* _Direction_: Exactly the lines from the one containing "Could you point to the gray trousers" through the final line of the listing are to be retyped, and nothing more.

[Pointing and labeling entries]
□ □ □ □

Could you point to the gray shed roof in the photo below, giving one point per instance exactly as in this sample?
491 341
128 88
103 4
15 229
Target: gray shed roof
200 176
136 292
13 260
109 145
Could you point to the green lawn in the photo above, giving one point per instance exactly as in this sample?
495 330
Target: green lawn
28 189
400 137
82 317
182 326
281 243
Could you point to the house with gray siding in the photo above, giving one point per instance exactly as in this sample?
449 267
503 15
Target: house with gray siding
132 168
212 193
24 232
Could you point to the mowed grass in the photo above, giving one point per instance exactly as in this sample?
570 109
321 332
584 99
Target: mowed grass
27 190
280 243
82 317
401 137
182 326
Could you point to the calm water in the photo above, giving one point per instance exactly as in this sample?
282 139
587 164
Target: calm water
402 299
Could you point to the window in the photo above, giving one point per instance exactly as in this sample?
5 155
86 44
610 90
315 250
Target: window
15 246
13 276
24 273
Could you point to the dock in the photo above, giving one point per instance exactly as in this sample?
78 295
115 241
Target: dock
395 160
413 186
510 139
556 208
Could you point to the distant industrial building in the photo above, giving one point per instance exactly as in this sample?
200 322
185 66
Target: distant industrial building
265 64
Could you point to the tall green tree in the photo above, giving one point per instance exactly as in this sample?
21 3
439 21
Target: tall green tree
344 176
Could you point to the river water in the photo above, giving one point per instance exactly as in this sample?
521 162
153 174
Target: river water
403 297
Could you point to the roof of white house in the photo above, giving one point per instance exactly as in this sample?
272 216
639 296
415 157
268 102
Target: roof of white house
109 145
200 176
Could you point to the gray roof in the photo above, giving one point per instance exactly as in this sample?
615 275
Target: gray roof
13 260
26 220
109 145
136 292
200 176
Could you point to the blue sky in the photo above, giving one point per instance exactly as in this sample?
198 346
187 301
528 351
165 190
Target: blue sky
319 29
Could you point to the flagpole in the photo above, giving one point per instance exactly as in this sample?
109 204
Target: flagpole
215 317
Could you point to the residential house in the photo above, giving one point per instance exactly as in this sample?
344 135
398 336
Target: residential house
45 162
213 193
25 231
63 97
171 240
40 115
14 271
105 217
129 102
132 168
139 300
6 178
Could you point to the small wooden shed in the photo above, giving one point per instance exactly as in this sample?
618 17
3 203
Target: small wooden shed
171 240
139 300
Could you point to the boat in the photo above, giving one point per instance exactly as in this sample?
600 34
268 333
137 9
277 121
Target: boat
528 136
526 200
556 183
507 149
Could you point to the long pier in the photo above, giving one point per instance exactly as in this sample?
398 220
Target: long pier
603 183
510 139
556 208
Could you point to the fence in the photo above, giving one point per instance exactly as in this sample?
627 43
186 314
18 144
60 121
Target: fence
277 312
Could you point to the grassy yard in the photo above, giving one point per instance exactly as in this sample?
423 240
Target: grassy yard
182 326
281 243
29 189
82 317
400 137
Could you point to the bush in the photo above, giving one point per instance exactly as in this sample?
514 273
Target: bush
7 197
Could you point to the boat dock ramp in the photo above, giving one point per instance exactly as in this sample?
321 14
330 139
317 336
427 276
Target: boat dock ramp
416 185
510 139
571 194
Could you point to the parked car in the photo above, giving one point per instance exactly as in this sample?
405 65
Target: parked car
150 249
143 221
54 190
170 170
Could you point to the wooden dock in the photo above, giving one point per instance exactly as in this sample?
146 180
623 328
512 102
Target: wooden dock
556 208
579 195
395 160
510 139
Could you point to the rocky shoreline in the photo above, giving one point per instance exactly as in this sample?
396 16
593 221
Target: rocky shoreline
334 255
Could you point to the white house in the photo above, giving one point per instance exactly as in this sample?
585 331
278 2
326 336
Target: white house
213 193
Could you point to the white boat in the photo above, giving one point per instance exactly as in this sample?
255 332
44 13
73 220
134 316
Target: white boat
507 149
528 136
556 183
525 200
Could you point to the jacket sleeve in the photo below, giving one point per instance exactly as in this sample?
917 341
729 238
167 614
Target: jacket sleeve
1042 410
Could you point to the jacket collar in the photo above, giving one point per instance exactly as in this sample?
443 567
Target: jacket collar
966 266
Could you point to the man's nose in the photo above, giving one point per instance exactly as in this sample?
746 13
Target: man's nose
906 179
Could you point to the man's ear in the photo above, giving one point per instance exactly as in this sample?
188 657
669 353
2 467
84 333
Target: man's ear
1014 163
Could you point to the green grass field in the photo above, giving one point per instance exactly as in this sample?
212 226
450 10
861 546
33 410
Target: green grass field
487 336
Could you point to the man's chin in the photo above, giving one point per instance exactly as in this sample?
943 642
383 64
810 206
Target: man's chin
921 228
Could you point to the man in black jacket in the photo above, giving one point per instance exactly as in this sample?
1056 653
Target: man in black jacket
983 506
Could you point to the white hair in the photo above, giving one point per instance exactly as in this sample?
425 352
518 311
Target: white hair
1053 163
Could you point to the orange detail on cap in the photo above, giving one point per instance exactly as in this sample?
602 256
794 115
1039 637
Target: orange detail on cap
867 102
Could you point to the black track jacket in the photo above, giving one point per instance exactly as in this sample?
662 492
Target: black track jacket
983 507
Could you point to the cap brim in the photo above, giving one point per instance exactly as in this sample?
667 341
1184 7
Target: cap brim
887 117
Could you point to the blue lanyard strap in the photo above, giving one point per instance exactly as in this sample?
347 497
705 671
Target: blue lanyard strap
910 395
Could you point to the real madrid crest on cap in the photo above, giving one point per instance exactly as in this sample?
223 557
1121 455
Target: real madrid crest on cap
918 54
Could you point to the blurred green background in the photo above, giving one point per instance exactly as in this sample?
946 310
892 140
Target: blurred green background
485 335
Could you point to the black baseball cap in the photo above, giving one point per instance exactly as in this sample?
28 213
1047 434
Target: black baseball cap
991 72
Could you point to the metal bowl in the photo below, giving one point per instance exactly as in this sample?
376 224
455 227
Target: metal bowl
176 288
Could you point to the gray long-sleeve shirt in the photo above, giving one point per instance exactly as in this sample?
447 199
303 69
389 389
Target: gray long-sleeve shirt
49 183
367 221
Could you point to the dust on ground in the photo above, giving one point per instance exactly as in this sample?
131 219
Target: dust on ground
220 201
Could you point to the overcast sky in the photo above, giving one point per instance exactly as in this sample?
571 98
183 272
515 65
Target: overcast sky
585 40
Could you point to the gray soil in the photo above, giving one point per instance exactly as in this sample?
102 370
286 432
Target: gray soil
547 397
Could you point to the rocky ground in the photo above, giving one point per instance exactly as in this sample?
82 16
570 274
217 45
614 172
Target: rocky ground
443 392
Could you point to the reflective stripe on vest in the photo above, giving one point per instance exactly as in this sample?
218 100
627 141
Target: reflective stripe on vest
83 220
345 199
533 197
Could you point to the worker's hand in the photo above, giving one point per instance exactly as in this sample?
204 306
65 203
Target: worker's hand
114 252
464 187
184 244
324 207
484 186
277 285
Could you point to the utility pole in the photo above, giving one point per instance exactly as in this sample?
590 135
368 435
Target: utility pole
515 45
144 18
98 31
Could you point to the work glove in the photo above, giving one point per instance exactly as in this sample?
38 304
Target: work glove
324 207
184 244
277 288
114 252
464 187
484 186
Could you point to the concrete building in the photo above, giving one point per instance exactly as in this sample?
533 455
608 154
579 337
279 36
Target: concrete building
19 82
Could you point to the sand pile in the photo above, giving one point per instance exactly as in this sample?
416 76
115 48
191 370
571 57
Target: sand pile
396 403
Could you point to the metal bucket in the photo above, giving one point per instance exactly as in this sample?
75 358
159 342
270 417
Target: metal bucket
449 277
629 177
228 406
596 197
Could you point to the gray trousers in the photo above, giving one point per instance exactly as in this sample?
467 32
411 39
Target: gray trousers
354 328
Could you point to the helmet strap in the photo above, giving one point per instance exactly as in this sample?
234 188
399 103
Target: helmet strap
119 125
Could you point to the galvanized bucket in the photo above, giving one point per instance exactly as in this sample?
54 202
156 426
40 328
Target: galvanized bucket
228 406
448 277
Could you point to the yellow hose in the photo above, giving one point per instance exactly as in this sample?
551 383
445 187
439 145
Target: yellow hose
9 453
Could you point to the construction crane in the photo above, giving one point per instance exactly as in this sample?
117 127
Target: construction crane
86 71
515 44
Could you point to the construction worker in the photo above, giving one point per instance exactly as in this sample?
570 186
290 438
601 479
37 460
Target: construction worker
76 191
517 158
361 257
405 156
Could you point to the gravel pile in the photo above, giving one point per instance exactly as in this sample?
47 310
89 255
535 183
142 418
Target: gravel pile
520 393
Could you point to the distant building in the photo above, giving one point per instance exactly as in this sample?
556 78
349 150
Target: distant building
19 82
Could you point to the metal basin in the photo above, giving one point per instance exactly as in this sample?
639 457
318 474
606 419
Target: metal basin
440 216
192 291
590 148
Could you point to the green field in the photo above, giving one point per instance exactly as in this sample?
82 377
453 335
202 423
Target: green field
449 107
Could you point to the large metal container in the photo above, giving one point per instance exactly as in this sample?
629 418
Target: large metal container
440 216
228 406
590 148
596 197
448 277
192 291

□ □ □ □

* _In response_:
Could you point to the gray trousers in the photo above, giving one point per instance exactly as in this sample?
467 32
411 39
Target: gray trousers
354 328
Could you point to the helmet strap in the photo above, giving one point per instance exactly as in this sample?
234 188
399 103
Target: helmet strap
119 125
Could you point to the galvanized bucket in the photo above, giving one point per instance exactly as in this sample?
54 202
156 426
40 328
Target: galvanized bucket
228 406
448 277
Could you point to the yellow hose in the photo above, giving one point per instance exactly as in this sample?
551 383
445 187
439 145
Target: yellow hose
9 453
Could you point to the construction crane in the photo above, giving one point per instance exactly as in this sample?
117 127
Target: construction crane
86 71
515 44
Could you point to the construction worker in the photo above, giving one point per instance exactly as in this sample?
570 186
290 438
601 479
37 460
Target: construction worker
76 191
517 158
361 257
405 156
Could you point to the gravel pile in the photo above, giving one point per instance exactly as in this sample?
47 310
89 255
535 183
142 418
Target: gravel pile
520 393
Could you point to the distant building in the photo above, giving one point per instance exactly as in this sample?
556 78
349 150
Target: distant building
19 82
Could you point to the metal basin in the photo above, giving one point per instance exactly as in this sample?
639 457
318 474
606 419
Target: metal basin
440 216
192 291
590 148
Could you point to the green field in the photo above, giving one point per instance exactly as in this sample?
82 377
453 335
202 423
Target: green field
449 107
Could you point to the large metal container in the photo above, giving one point per instance exactly as in this sample?
629 418
Target: large metal container
440 216
228 406
590 148
596 197
448 277
192 291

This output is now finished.